── Testo citato ──

Il comunicato stampa affermava trattarsi della prima sepoltura reale scoperta dai tempi di quella di Tutankhamon. Siti di notizie su internet, blog e social media subito a gioire senza però davvero chiedersi quanto vi fosse di veritiero nella notizia. In realtà, a un’analisi neanche tanto approfondita, molto poco.
Il primo problema è dato dall’identità di Piers Litherland, lo scopritore, che non sembrerebbe avere alcun titolo accademico in scienze archeologiche, malgrado compaia tra i membri onorari del McDonald Institute for Archaeological Research dell’Università di Cambridge. Ricerche su di lui rimandano tutte a un operatore finanziario che avrebbe lavorato in Estremo Oriente fino al 2012. Dopo aver sovvenzionato cospicuamente per anni associazioni egittologiche e università, Litherland ha deciso di fondare la New Kingdom Research Foundation e, con il supporto egittologico di Geoffrey Martin (1934-2022), ha ottenuto la concessione per ricognizioni e scavi a sud della Valle dei Re, in un’area già esplorata da Howard Carter.

───
── Materiale di partenza ──

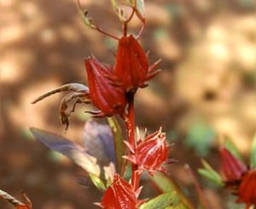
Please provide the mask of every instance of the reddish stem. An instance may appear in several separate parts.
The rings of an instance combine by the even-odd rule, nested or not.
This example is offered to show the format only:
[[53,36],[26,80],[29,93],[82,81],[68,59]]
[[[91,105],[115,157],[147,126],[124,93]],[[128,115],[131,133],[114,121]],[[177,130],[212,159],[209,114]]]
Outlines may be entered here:
[[[126,130],[128,132],[128,141],[131,145],[133,150],[136,150],[136,138],[135,138],[135,124],[134,124],[134,93],[128,94],[129,108],[128,117],[125,119]],[[131,185],[133,189],[137,190],[139,187],[139,178],[141,174],[137,171],[137,165],[131,165]]]

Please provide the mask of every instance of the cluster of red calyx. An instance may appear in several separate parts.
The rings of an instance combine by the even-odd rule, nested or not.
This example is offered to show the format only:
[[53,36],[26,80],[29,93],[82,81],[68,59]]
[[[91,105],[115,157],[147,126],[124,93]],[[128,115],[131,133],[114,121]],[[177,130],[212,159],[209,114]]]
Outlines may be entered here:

───

#### [Consegna A]
Secondo il testo citato, fino a quale anno avrebbe lavorato in Estremo Oriente l'operatore finanziario a cui rimandano le ricerche su Piers Litherland?
#### [Consegna B]
Conti le righe dei record che contengono la stringa "Please", tenendo conto di maiuscole e minuscole, e indichi soltanto il numero.

#### [Risposta definitiva A]
Fino al 2012.

#### [Risposta definitiva B]
2